## Given exercise
Write out the entries again, from the line with "Target = forested mountain slope" through the end of the entries, and include the request lines. Multiply every x and y coordinate in the answers by 2.4 and round each to a whole number, with halves rounded up.

━━ Material for this task

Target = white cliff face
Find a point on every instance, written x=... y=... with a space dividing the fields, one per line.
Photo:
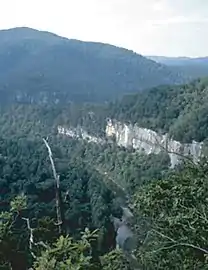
x=79 y=133
x=149 y=141
x=142 y=139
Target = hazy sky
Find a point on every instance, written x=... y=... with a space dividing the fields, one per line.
x=149 y=27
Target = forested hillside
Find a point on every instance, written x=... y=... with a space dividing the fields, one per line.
x=96 y=181
x=41 y=67
x=192 y=67
x=179 y=110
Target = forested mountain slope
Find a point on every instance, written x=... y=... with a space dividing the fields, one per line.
x=179 y=110
x=169 y=206
x=43 y=67
x=193 y=67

━━━━

## Answer to this task
Target = forested mountain slope
Find a point on every instance, written x=... y=... with a space dividing the fields, one per line.
x=430 y=264
x=406 y=494
x=103 y=161
x=463 y=161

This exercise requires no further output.